What you should do - Transcribe the records below. Leave every word as it is.
# # # # #
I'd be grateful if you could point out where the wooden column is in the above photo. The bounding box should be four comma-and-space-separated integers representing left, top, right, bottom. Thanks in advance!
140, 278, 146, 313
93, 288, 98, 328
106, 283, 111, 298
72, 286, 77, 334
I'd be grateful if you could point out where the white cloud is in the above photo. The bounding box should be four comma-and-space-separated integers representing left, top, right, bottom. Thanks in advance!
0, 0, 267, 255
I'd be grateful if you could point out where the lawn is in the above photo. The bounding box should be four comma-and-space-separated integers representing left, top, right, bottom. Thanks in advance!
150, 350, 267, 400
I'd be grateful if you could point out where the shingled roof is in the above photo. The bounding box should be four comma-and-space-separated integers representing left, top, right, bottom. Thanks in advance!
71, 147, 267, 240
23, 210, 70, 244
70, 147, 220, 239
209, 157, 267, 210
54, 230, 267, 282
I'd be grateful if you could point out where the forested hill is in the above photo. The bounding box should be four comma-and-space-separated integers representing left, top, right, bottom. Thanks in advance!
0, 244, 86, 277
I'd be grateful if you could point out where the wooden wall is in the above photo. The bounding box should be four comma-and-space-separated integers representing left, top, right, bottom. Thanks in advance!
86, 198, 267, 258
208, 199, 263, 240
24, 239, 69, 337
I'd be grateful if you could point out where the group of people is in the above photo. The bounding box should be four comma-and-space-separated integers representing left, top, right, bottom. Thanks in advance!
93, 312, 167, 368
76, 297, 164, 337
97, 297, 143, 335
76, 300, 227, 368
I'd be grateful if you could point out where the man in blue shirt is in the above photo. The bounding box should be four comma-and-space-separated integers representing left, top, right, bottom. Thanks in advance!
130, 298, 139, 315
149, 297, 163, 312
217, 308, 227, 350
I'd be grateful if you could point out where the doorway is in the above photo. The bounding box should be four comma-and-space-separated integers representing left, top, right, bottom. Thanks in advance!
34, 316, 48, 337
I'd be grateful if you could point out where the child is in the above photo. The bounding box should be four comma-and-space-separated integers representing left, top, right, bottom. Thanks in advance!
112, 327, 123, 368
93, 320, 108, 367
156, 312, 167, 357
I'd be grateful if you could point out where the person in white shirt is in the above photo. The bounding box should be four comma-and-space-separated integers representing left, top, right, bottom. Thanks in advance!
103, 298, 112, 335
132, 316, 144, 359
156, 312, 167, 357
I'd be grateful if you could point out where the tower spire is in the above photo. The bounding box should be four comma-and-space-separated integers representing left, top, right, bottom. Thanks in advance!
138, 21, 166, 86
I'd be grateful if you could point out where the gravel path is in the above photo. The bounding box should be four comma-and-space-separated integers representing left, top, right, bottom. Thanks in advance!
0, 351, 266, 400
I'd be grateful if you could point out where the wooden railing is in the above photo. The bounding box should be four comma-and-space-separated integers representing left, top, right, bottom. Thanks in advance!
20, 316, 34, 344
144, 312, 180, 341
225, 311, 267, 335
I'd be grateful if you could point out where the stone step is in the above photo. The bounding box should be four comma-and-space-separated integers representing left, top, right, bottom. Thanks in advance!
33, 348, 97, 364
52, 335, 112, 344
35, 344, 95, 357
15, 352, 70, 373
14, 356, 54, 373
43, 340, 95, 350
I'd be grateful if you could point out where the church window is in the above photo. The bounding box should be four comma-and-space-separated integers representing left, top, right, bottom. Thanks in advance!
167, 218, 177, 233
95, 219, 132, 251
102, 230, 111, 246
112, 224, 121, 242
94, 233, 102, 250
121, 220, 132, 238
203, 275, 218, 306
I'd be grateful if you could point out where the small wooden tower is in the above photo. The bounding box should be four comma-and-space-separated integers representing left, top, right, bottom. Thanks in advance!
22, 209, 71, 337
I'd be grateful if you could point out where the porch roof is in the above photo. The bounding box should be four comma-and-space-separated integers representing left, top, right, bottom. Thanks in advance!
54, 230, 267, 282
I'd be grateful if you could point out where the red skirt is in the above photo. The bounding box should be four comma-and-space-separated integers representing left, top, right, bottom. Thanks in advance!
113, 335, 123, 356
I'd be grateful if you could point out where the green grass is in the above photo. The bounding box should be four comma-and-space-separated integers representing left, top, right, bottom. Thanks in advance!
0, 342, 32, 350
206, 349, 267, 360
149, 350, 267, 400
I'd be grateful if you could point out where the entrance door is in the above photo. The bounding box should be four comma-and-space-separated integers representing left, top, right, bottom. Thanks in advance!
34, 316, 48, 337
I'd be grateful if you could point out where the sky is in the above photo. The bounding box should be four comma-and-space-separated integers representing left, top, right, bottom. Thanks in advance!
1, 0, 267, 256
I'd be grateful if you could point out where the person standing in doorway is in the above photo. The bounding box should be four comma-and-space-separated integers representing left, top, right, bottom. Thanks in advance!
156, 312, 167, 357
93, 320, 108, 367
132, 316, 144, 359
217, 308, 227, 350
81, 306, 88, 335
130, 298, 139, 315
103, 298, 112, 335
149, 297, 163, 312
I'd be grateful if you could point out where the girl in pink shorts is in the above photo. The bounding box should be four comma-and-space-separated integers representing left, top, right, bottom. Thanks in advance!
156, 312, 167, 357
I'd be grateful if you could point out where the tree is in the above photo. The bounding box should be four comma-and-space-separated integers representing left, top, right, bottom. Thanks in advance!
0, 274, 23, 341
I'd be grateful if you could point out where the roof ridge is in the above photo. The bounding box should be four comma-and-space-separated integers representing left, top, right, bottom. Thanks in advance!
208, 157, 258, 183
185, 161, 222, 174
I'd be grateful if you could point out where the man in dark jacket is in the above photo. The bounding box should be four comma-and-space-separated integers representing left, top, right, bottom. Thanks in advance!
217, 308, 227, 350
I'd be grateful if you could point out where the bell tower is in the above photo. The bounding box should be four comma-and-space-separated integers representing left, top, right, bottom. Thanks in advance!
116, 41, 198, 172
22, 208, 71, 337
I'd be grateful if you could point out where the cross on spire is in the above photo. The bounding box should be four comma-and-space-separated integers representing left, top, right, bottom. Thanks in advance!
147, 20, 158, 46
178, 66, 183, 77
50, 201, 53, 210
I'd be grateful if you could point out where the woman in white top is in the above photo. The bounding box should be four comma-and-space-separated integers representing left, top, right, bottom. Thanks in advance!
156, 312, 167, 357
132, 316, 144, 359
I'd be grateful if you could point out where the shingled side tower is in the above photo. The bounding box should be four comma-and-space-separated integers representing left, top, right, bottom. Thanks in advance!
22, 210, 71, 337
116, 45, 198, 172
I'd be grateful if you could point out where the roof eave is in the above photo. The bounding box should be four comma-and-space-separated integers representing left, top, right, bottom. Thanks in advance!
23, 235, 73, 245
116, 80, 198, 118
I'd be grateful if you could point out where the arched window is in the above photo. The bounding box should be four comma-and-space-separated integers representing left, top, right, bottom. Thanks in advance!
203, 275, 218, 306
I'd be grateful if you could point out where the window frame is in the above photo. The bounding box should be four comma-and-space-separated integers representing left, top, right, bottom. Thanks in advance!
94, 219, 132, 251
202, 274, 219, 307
# # # # #
Exercise output -
I'd be grateful if you could point out where the wooden column is in the above photo. The bounding box should be four comma-and-space-separated integers representing left, top, right, bottom. Thanks in advance!
140, 278, 146, 313
93, 288, 98, 328
106, 283, 111, 298
72, 286, 77, 334
I'd be grateful if you could point out where the white cloud is in the above photo. The bounding box should be four comma-and-space-separated integers representing left, top, right, bottom. Thanks in advance!
0, 0, 267, 255
I'd be grateful if you could point out where the lawn is in the above photo. The bounding box should be four comma-and-space-separated integers representing left, top, right, bottom. Thanks in advance!
150, 350, 267, 400
I'd be grateful if you could point out where the shingled roof is in the above photo. The bounding box should be four comma-and-space-separated integers representing left, top, right, bottom. Thanks in advance!
71, 147, 267, 240
23, 210, 70, 244
70, 147, 220, 239
209, 157, 267, 210
54, 230, 267, 282
I'd be grateful if you could point out where the forested hill is in the above photo. The bounding box should be four comma-and-space-separated integers representing left, top, right, bottom. Thanks in advance!
0, 244, 86, 277
I'd be grateful if you could point out where the wooden wall is in the above photo. The bounding box should be four comma-and-space-separated integers representing left, top, right, bottom. Thanks in advance!
86, 198, 267, 258
208, 199, 263, 240
24, 239, 69, 337
I'd be grateful if you could point out where the group of people is in the above photo. The bounding box should be four comma-and-space-separated integers representing left, top, right, bottom. Thanks in advance!
93, 312, 167, 368
76, 297, 164, 337
97, 297, 143, 335
76, 300, 227, 368
I'd be grateful if you could point out where the man in blue shirt is in the above photo. The bounding box should be four comma-and-space-separated integers representing left, top, right, bottom. Thanks in advance!
130, 298, 139, 315
149, 297, 163, 312
217, 308, 227, 350
I'd be grateful if you could point out where the doorway is in the above photo. The bounding box should be four comma-and-space-separated integers representing left, top, right, bottom. Thanks in advance!
34, 316, 48, 337
I'd be grateful if you could point out where the child is in the above photo. The bounding box should be four comma-and-space-separated integers representing left, top, right, bottom. Thanks in advance!
112, 327, 123, 368
93, 320, 108, 367
156, 312, 167, 357
I'd be grateful if you could point out where the person in white shirt is in the above photo. The bounding box should be four comma-and-space-separated integers representing left, top, right, bottom. Thanks in advance!
103, 298, 112, 335
132, 316, 144, 359
156, 312, 167, 357
I'd be grateful if you could point out where the tower spire is in the above photo. The bounding box should be four comma-and-space-separated integers representing left, top, right, bottom. Thanks in advance!
138, 21, 166, 86
I'd be grateful if you could point out where the gravel path is in the above photo. The bounding box should be four comma-and-space-separated integers representing left, top, right, bottom. Thanks in advance!
0, 351, 266, 400
I'd be grateful if you could point out where the wooden railing is in the above photo. The bounding box should be four comma-and-space-separated integers representing left, top, right, bottom. Thanks in advance!
20, 316, 34, 344
144, 312, 180, 341
225, 311, 267, 335
I'd be grateful if you could point out where the stone step is in the above photo. The bounding box should be four comma-and-space-separated integers representing left, top, right, bottom. Thanks in advance!
33, 348, 97, 364
52, 335, 112, 344
35, 344, 95, 357
15, 352, 70, 373
14, 356, 54, 373
43, 340, 95, 350
I'd be grateful if you could point out where the church window is in the above photo. The bounding box should be four comma-and-space-separated integers representing left, top, right, bottom. Thanks in advance!
167, 218, 177, 233
95, 219, 132, 251
102, 230, 111, 246
112, 224, 121, 242
94, 233, 102, 250
121, 220, 132, 238
203, 275, 218, 306
I'd be grateful if you could point out where the small wooden tower is in the above photo. The bounding box should be four comma-and-space-separated integers representing left, top, right, bottom. Thanks in advance!
22, 209, 71, 337
I'd be grateful if you could point out where the porch roof is in the above photo. The bounding box should be four comma-and-space-separated integers representing left, top, right, bottom. Thanks in advance!
54, 230, 267, 282
I'd be grateful if you could point out where the red skirt is in the above photo. The bounding box should be four comma-and-space-separated integers representing left, top, right, bottom. Thanks in advance!
113, 335, 123, 356
I'd be grateful if you could point out where the green grass is in the above photo. The bounding box should be four comma-and-space-separated integers representing left, top, right, bottom. Thanks in advance!
0, 342, 32, 350
206, 349, 267, 360
149, 350, 267, 400
I'd be grateful if you could point out where the entrance door is in the above photo. The bounding box should be four comma-and-space-separated integers representing left, top, right, bottom. Thanks in advance!
34, 316, 48, 337
I'd be grateful if you could point out where the sky is in the above photo. The bounding box should be four comma-and-space-separated integers representing left, top, right, bottom. Thanks in advance!
1, 0, 267, 256
I'd be grateful if you could point out where the person standing in doorway is in the above photo. The bounding box should be four comma-and-space-separated integers representing left, top, right, bottom. Thanks in advance!
156, 312, 167, 357
93, 320, 108, 367
132, 316, 144, 359
217, 308, 227, 350
81, 306, 88, 335
130, 298, 139, 315
103, 298, 112, 335
149, 297, 163, 312
I'd be grateful if you could point out where the girl in pink shorts is in the above photo. The bounding box should be four comma-and-space-separated integers representing left, top, right, bottom. Thanks in advance!
156, 312, 167, 357
I'd be grateful if you could point out where the tree is in the above photo. The bounding box should be four comma-and-space-separated integers representing left, top, right, bottom. Thanks in advance!
0, 274, 23, 341
I'd be grateful if you could point out where the roof ridge is in the above photo. The bounding box should be four comma-and-space-separated integers representing left, top, right, bottom. Thanks in advance!
208, 157, 258, 183
185, 161, 222, 174
I'd be grateful if you could point out where the man in dark jacket is in the above photo. The bounding box should be four comma-and-space-separated integers representing left, top, right, bottom. Thanks in advance!
217, 308, 227, 350
I'd be grateful if you could point out where the bell tower is in the above photo. The bounding box should be four comma-and-space-separated integers representing left, top, right, bottom. Thanks in advance!
116, 41, 198, 172
22, 208, 71, 337
I'd be grateful if you could point out where the cross on spire is in the above photo. The bounding box should be four comma-and-space-separated integers representing left, top, right, bottom. Thanks in advance!
147, 20, 158, 46
178, 66, 183, 77
50, 201, 53, 210
I'd be grateful if you could point out where the woman in white top is in the above photo. The bounding box should be four comma-and-space-separated integers representing left, top, right, bottom. Thanks in advance!
156, 312, 167, 357
132, 316, 144, 359
I'd be grateful if you could point out where the shingled side tower is in the above photo. The bounding box should be four comma-and-space-separated integers representing left, top, right, bottom. Thanks in advance!
22, 210, 71, 337
116, 45, 198, 172
I'd be grateful if you could point out where the roof eave is in the above photo. The bounding box should be four comma-and-space-separated integers representing left, top, right, bottom. Thanks in advance!
23, 235, 73, 245
116, 80, 198, 118
I'd be grateful if you could point out where the arched window is in the above photo. The bounding box should be four comma-and-space-separated integers representing left, top, right, bottom. Thanks in advance!
203, 275, 218, 306
I'd be grateful if you could point out where the window frame is in the above photo. The bounding box should be four comma-and-space-separated integers representing left, top, right, bottom. Thanks in advance!
94, 219, 132, 251
202, 274, 219, 307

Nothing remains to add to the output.